→ Passage

The main thing in my opinion is less extension of drive life, as it is
the user gets to use the system, albeit sluggish, to make a backup of
their data rather than possibly losing it.


> 3. Individuals who are not setting this but should be will on average be no
> worse off than before other than seeing a bigger performance hit on a disk
> error.
> 4. People with single disks which are new will see no functional change
> until the disk has an error.

I follow.


>
> In an ideal situation, what I'd want to see is:
> 1. If the device supports SCT ERC, set scsi_command_timer to  reasonable
> percentage over that (probably something like 25%, which would give roughly
> 10 seconds for the normal 7 second ERC timer).
> 2. If the device is actually a SCSI device, keep the 30 second timer (IIRC<
> this is reasonable for SCSI disks).
> 3. Otherwise, set the timer to 200 (we need a slight buffer over the
> expected disk timeout to account for things like latency outside of the
> disk).

Well if it's a non-redundant configuration, you'd want those long
recoveries permitted, rather than enable SCT ERC. The drive has the
ability to relocate sector data on a marginal (slow) read that's still
successful. But clearly many manufacturers tolerate slow reads that
don't result in immediate reallocation or overwrite or we wouldn't be
in this situation in the first place. I think this auto reallocation
is thwarted by enabling SCT ERC. It just flat out gives up and reports
a read error. So it is still data loss in the non-redundant
configuration and thus not an improvement.

→ Directions for this task
Please rewrite the drive timeout passage between "The main thing" and "possibly losing it.", inclusive, using "copy" in place of "backup". The material after this note isn't needed for anything here.

→ Stored records
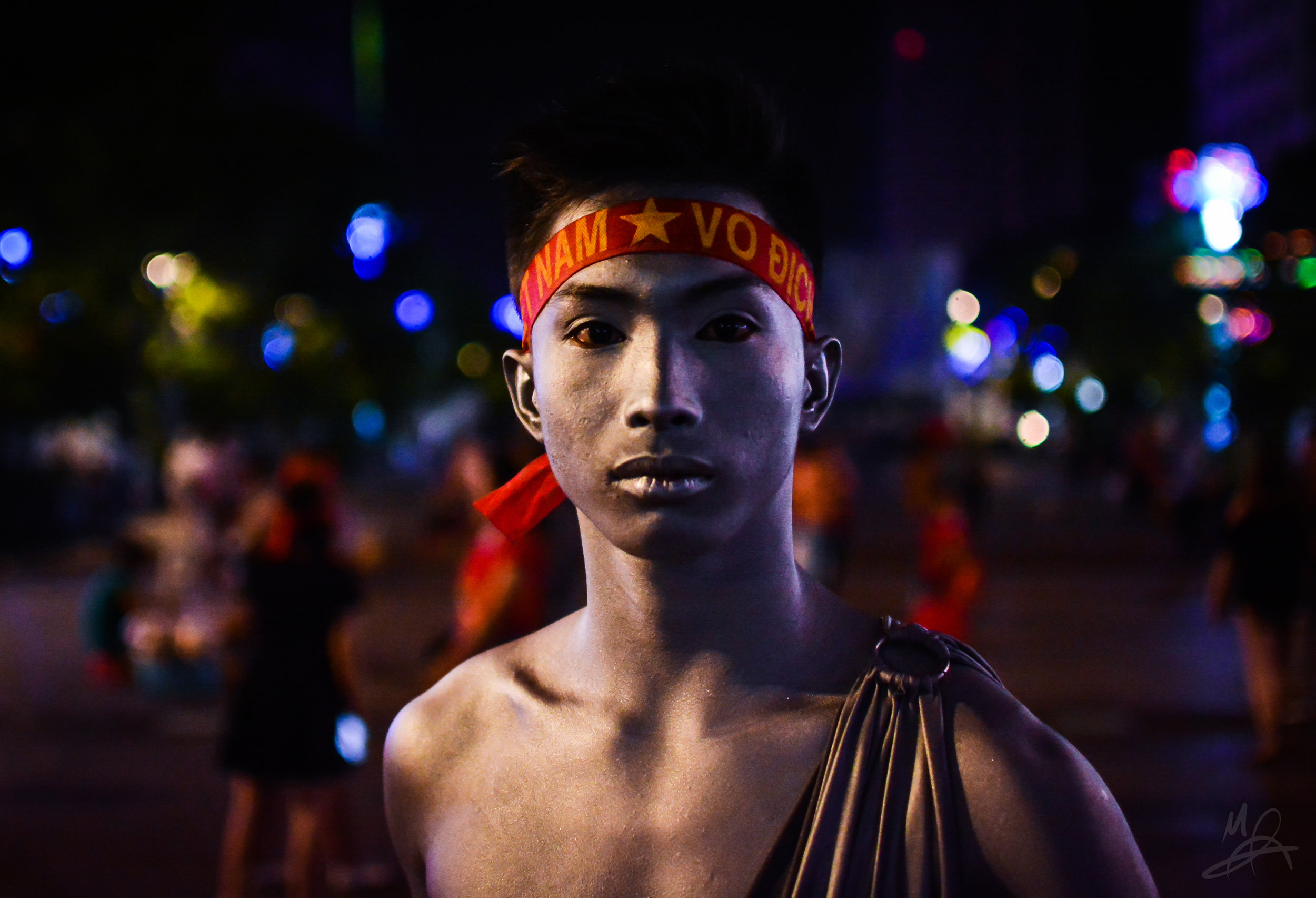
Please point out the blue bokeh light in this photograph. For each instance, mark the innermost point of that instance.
(414, 310)
(15, 246)
(61, 307)
(367, 420)
(367, 238)
(507, 317)
(1048, 373)
(369, 269)
(1090, 396)
(1219, 435)
(352, 739)
(277, 346)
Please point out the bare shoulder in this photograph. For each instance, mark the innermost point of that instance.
(1040, 821)
(437, 738)
(428, 738)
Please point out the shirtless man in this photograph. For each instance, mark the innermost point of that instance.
(666, 739)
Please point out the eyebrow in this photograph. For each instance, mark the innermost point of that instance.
(703, 290)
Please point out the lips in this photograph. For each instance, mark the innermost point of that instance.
(662, 477)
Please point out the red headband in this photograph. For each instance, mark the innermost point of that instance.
(653, 225)
(722, 232)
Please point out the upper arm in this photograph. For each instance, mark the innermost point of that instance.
(404, 791)
(427, 742)
(1039, 820)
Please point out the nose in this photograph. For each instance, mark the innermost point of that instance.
(661, 386)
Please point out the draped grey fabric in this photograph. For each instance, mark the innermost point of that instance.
(878, 820)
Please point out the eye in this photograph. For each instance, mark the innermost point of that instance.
(594, 335)
(728, 328)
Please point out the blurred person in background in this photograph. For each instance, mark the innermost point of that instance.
(499, 593)
(286, 712)
(1261, 578)
(949, 570)
(823, 509)
(106, 605)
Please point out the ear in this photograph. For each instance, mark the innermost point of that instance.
(822, 373)
(519, 373)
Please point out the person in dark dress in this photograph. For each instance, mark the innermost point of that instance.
(285, 710)
(1261, 578)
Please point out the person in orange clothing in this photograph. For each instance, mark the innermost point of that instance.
(949, 570)
(823, 507)
(499, 594)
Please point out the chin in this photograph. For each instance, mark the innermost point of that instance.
(666, 532)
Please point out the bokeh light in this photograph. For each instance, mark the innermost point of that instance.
(1032, 428)
(352, 739)
(1046, 282)
(1211, 310)
(1220, 224)
(15, 246)
(473, 360)
(1210, 272)
(277, 346)
(414, 310)
(1180, 183)
(1248, 325)
(962, 307)
(966, 349)
(1090, 396)
(507, 317)
(61, 307)
(910, 44)
(1222, 182)
(1217, 402)
(367, 420)
(1219, 435)
(1048, 373)
(1304, 273)
(369, 269)
(159, 270)
(369, 232)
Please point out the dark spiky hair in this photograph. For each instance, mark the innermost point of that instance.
(682, 125)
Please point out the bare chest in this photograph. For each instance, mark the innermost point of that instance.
(582, 813)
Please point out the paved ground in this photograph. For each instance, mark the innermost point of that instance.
(1090, 619)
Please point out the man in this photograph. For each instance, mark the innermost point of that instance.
(715, 722)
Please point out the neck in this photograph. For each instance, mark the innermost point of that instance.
(739, 615)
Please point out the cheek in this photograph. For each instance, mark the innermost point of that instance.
(574, 404)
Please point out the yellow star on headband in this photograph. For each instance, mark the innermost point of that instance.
(651, 223)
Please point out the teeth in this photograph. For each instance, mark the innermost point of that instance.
(651, 483)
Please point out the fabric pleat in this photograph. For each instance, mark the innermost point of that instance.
(878, 820)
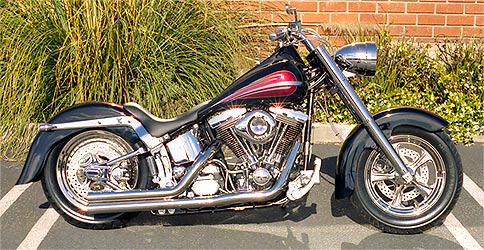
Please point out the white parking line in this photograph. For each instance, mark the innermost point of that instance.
(39, 230)
(461, 234)
(11, 197)
(474, 190)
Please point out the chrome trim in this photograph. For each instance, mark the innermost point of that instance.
(200, 202)
(362, 113)
(243, 127)
(184, 148)
(358, 58)
(226, 116)
(128, 121)
(182, 186)
(293, 114)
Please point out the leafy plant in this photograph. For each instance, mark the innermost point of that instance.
(165, 55)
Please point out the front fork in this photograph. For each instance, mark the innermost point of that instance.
(354, 102)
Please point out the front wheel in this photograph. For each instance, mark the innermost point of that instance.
(66, 183)
(426, 201)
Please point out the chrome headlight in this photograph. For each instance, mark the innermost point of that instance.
(357, 58)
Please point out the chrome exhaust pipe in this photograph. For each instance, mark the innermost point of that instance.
(197, 166)
(142, 204)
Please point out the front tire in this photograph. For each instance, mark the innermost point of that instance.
(66, 186)
(420, 205)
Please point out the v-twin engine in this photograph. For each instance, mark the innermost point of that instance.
(260, 140)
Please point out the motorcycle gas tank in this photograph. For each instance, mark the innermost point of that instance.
(279, 82)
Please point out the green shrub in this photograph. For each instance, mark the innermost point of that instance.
(165, 55)
(446, 78)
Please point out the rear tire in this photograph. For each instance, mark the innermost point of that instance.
(420, 205)
(66, 186)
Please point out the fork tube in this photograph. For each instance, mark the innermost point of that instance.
(360, 110)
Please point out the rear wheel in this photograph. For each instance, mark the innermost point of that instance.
(425, 202)
(66, 183)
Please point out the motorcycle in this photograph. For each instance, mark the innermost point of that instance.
(250, 147)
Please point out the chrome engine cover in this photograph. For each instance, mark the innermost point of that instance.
(257, 127)
(209, 181)
(260, 139)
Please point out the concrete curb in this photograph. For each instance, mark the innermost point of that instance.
(323, 133)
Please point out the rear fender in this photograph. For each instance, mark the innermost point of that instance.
(359, 140)
(46, 141)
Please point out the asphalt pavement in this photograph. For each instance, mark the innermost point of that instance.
(317, 222)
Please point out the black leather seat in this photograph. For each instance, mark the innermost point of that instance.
(157, 126)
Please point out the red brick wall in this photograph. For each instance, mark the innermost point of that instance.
(425, 20)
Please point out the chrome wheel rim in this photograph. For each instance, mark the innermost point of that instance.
(70, 171)
(416, 197)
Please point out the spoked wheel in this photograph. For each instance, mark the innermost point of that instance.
(73, 171)
(425, 202)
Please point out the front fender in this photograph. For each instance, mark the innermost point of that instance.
(359, 140)
(46, 141)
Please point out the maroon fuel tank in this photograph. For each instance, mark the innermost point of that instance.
(279, 83)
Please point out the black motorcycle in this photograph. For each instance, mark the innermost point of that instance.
(249, 147)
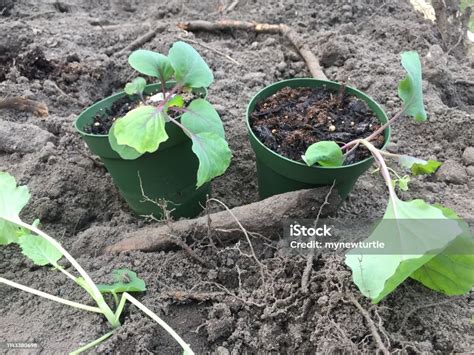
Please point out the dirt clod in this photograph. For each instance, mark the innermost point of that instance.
(289, 121)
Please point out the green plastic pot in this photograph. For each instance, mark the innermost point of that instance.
(277, 174)
(167, 174)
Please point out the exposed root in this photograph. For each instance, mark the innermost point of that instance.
(370, 323)
(309, 260)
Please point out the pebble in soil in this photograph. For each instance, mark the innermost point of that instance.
(292, 119)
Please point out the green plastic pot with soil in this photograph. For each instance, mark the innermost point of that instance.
(331, 129)
(162, 143)
(285, 118)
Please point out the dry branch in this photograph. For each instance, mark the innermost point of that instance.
(140, 41)
(21, 103)
(303, 49)
(264, 216)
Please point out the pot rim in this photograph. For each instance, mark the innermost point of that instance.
(115, 96)
(387, 131)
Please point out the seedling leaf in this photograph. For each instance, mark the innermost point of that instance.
(410, 89)
(12, 200)
(325, 153)
(202, 117)
(175, 101)
(213, 153)
(39, 250)
(451, 271)
(190, 69)
(124, 151)
(135, 87)
(125, 281)
(142, 129)
(151, 63)
(418, 166)
(411, 238)
(402, 182)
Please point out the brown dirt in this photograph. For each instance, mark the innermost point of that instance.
(79, 205)
(289, 121)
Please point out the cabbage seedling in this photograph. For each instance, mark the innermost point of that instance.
(142, 129)
(44, 250)
(428, 243)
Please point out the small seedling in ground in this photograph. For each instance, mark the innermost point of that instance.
(43, 250)
(428, 243)
(143, 129)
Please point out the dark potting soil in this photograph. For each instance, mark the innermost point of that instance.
(104, 120)
(292, 119)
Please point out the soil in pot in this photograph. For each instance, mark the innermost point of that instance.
(292, 119)
(104, 120)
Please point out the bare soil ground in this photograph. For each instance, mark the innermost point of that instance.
(62, 53)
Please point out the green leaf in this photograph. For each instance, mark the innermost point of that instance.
(213, 153)
(39, 250)
(81, 282)
(124, 151)
(151, 63)
(325, 153)
(452, 271)
(175, 101)
(413, 233)
(418, 166)
(125, 281)
(142, 129)
(12, 201)
(190, 69)
(135, 87)
(202, 117)
(410, 89)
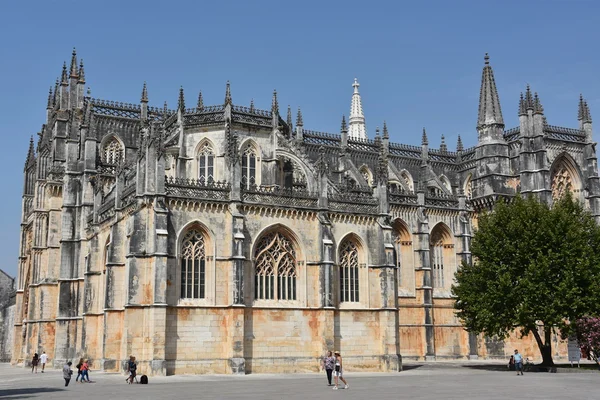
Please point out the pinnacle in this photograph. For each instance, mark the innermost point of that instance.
(299, 121)
(63, 79)
(490, 112)
(274, 103)
(289, 117)
(459, 145)
(200, 105)
(181, 101)
(144, 98)
(228, 94)
(81, 72)
(74, 64)
(443, 146)
(50, 99)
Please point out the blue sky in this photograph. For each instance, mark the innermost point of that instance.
(419, 63)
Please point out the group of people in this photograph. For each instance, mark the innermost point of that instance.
(83, 368)
(333, 365)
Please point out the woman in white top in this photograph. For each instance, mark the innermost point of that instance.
(339, 371)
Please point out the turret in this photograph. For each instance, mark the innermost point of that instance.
(144, 103)
(299, 126)
(585, 118)
(358, 129)
(490, 123)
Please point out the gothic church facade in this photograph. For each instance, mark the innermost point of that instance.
(227, 239)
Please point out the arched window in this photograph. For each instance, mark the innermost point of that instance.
(112, 152)
(366, 173)
(249, 167)
(468, 190)
(403, 253)
(206, 160)
(349, 282)
(440, 249)
(193, 265)
(275, 268)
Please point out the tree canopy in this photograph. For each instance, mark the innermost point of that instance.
(535, 268)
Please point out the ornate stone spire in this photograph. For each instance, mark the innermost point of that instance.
(274, 103)
(537, 105)
(357, 130)
(200, 105)
(443, 146)
(144, 98)
(63, 79)
(30, 154)
(228, 94)
(299, 118)
(584, 111)
(74, 64)
(344, 127)
(50, 99)
(289, 118)
(489, 103)
(181, 101)
(424, 140)
(81, 72)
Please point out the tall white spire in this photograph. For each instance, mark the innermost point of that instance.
(357, 130)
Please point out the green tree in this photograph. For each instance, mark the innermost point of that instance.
(535, 269)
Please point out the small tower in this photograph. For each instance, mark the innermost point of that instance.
(492, 152)
(358, 129)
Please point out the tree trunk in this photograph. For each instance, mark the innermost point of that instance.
(545, 346)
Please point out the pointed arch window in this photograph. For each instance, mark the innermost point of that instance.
(112, 153)
(349, 282)
(206, 161)
(193, 265)
(275, 268)
(249, 167)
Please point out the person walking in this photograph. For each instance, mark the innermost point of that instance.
(339, 371)
(85, 369)
(34, 362)
(328, 363)
(78, 366)
(43, 360)
(67, 372)
(131, 368)
(518, 362)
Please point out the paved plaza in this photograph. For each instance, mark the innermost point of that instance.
(418, 381)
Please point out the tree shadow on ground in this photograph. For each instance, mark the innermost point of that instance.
(23, 392)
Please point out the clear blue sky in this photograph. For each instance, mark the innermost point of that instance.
(418, 63)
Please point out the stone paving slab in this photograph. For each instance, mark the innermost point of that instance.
(417, 382)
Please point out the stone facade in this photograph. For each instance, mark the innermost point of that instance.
(227, 239)
(7, 315)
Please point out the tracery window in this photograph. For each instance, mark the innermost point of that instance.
(469, 188)
(349, 289)
(193, 265)
(206, 160)
(249, 167)
(275, 268)
(112, 153)
(562, 182)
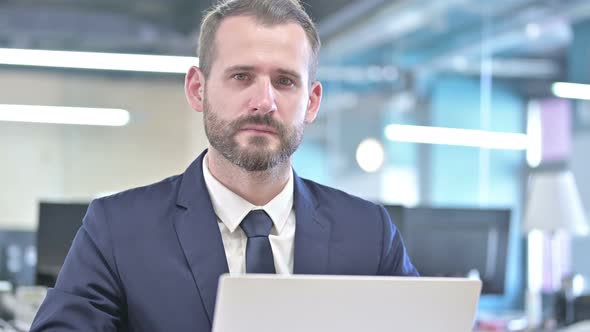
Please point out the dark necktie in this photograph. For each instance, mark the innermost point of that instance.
(257, 225)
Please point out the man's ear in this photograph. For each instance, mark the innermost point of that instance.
(313, 105)
(194, 85)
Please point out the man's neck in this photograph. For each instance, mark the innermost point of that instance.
(257, 188)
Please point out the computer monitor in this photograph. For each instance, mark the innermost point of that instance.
(58, 224)
(457, 242)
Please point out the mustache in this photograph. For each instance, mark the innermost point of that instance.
(263, 120)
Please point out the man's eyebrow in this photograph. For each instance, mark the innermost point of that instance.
(239, 68)
(290, 73)
(281, 71)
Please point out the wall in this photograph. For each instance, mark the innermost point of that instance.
(57, 162)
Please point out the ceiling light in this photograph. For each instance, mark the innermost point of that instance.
(571, 90)
(101, 61)
(64, 115)
(456, 137)
(370, 155)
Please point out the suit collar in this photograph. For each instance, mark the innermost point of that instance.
(312, 233)
(199, 236)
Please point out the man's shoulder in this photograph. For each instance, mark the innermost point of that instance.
(161, 192)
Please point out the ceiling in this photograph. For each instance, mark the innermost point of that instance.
(527, 39)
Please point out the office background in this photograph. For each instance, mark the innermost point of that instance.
(462, 64)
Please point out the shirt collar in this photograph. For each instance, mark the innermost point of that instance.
(231, 209)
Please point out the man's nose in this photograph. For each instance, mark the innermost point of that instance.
(263, 98)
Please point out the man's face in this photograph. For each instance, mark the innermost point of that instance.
(256, 101)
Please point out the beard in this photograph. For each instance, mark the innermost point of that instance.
(258, 154)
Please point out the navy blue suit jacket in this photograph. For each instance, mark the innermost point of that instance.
(149, 259)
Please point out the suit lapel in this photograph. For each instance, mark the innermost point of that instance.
(198, 234)
(312, 234)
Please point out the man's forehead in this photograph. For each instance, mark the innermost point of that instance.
(242, 40)
(247, 28)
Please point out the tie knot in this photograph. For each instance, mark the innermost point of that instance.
(256, 224)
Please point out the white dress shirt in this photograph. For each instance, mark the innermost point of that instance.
(231, 210)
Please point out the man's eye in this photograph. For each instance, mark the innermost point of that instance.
(285, 81)
(240, 77)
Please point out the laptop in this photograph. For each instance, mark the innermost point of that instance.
(305, 303)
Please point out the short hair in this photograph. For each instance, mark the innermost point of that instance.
(266, 12)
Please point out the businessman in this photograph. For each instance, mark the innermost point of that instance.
(149, 259)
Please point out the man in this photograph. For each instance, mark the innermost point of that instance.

→ Worked solution
The main thing in my opinion is less extension of drive life, as it is
the user gets to use the system, albeit sluggish, to make a copy of
their data rather than possibly losing it.